This is important in establishing a sense of neighborhood identity throughout the valley. It’s restaurants like these that make Las Vegas feel less like a place to visit and more like a place to live.
“I believe the last 20 years was the time of the tavern,” Trees contends. “And now, the next 20 years is going to be the time of the independent restaurant, for it to come and coalesce our city into awesome neighborhoods where people have very specific points of pride in the places you would take someone.
“I think independent restaurants are the next evolution of what’s going to make Las Vegas a real community,” he continues. “We might be a little behind, but we’re catching up fast. We have the highest trained talent in the world who are coming off-Strip to do these restaurants. And I really feel like that’s something that Jamie embodies.”
Wearing all the hats
The chef’s working the front of the house tonight.
Like expounding upon the joys of instant mashed potatoes, this is not the type of behavior that chefs typically engage in.
Nor is it something Tran ever really wanted to do.
Her father tried to get her to be a bus girl once.
That lasted two days.
“I hate standing there and I hate talking to people,” Tran recalls with the verbal equivalent of an eye roll.
But with her own place, she’s worked every position.
Part of it was out of necessity: When the pandemic hit, seating capacity was reduced and there were staffing shortages, so she had to learn how to do a little bit of everything, from operating the point-of-sale system to mixing drinks.
But it was also an effort to eradicate some of the barriers traditionally erected between the kitchen and those interacting with the customers.
“I never really understood what the servers went through, what the front of the house went through, or a hostess or a bar back or a bartender, until I had to work those positions,” Tran says. “Restaurants always have divisions between front and back of house, but I don’t like that, so I’ve been trying not to do that. I realized being an owner, you need to know everything.”
##########
### Tasks to perform
1. In her quoted remark about what staff went through, which restaurant jobs does the passage about chef Jamie Tran have her name? List them.
2. Carry on the passage about chef Jamie Tran, beginning after its final sentence.
##########
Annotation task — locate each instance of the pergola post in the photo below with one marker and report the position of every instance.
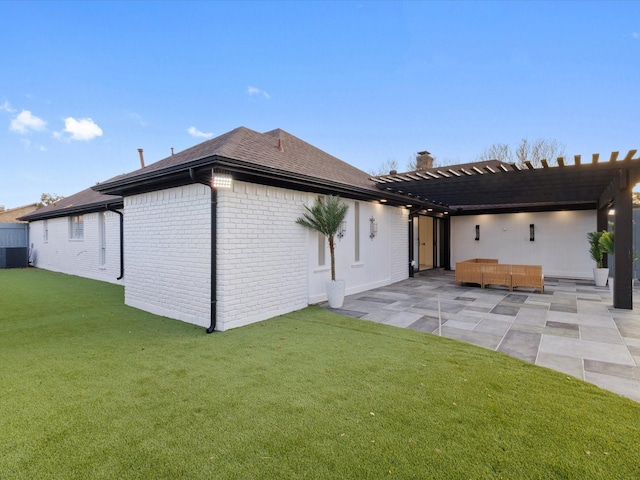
(623, 243)
(601, 223)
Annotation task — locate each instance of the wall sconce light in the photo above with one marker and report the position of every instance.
(342, 229)
(373, 228)
(221, 181)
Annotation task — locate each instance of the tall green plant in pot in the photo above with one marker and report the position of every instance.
(596, 251)
(325, 216)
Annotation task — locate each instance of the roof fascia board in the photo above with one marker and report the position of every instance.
(250, 172)
(74, 210)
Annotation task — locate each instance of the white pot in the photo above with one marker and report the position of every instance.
(335, 293)
(600, 276)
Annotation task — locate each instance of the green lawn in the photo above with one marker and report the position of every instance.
(93, 389)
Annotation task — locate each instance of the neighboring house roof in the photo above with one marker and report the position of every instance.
(495, 187)
(86, 201)
(272, 158)
(12, 215)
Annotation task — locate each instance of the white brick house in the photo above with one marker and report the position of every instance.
(79, 235)
(263, 263)
(223, 258)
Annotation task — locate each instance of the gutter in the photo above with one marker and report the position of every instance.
(111, 209)
(214, 237)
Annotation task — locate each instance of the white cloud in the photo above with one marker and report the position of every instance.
(82, 129)
(194, 132)
(26, 122)
(6, 107)
(256, 91)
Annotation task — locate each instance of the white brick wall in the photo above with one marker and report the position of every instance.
(399, 243)
(262, 254)
(167, 253)
(77, 257)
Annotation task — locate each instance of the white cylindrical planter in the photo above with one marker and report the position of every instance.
(335, 293)
(600, 276)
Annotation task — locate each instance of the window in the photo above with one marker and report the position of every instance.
(321, 250)
(76, 227)
(102, 239)
(356, 230)
(321, 245)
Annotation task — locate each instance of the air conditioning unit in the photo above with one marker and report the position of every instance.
(14, 257)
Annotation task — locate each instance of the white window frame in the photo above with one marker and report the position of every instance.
(102, 239)
(76, 228)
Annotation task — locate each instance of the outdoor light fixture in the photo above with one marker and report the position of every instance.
(221, 180)
(373, 228)
(342, 229)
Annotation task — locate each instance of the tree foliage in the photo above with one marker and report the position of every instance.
(48, 199)
(526, 151)
(325, 216)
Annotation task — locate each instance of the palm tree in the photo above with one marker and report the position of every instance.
(325, 217)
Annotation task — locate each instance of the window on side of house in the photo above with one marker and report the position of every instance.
(102, 239)
(356, 230)
(76, 227)
(322, 261)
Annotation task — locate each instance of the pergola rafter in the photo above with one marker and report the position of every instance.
(496, 187)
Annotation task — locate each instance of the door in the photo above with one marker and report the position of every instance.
(425, 239)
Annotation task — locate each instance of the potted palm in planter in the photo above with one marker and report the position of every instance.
(325, 216)
(596, 251)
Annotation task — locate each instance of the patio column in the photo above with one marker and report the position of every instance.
(601, 224)
(623, 243)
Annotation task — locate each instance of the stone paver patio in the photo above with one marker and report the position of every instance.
(572, 327)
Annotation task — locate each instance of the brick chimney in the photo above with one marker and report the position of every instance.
(424, 160)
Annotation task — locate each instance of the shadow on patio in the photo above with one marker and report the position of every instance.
(571, 328)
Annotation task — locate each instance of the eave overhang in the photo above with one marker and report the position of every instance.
(202, 169)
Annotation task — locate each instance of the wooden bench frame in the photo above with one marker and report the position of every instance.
(487, 271)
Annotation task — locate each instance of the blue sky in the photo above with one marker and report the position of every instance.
(83, 85)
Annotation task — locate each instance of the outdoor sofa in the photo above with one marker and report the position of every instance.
(487, 271)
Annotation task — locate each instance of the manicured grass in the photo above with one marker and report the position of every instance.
(94, 389)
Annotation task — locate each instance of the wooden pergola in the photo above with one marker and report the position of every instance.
(496, 187)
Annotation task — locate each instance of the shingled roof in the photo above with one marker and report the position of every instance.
(273, 158)
(86, 201)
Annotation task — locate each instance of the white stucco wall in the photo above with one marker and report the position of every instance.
(168, 253)
(560, 245)
(77, 257)
(383, 259)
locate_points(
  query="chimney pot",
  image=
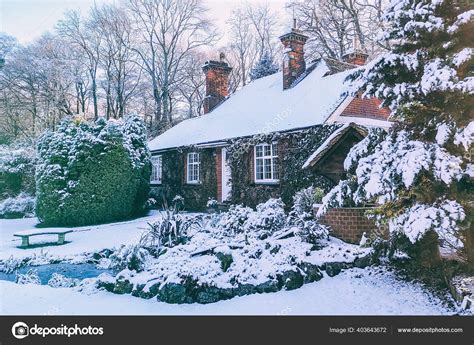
##########
### Answers for the exercise
1. Servers, hostess, bar back, bartender

2.
The pros of running your own place are that it can be a means of articulating your creative vision to a degree only possible when you’re calling all the shots.
The cons are that you are totally responsible for what that vision entails — right down to the plumbing.
James Trees says that he and Tran sometimes vent over the challenges of being independent restaurateurs without a hotel-casino’s army of support staff on speed dial.
“I needed Jamie in order to have those conversations that I couldn’t have with other chefs,” he says, “because they didn’t understand what it was like to be your own plumber, your own electrician, your own prep cook, your own equipment fixer, your own front-of-the-house, POS-solutions, IT desk.
“It’s very easy for chefs on the Strip to have all these different departments to be able to handle all these different things for them,” he continues. “When you know the ins and outs of your own plumbing system, because you’re an independent chef and you have to, that’s a different conversation that you really can’t share with someone on the Strip who just won’t understand it.”
Tran gets it, though.
She’s been there.
Before long, she’ll be there again, working behind the bar later tonight, pouring cocktails, all while hoping not to get noticed.
No such luck.
Minutes later, almost as if on cue, a lady with silver hair and a black dress, seated at the bar, recognizes her.
“There’s Jamie!” she observes excitedly.
“I haven’t seen her in years,” she notes. “Except on TV.”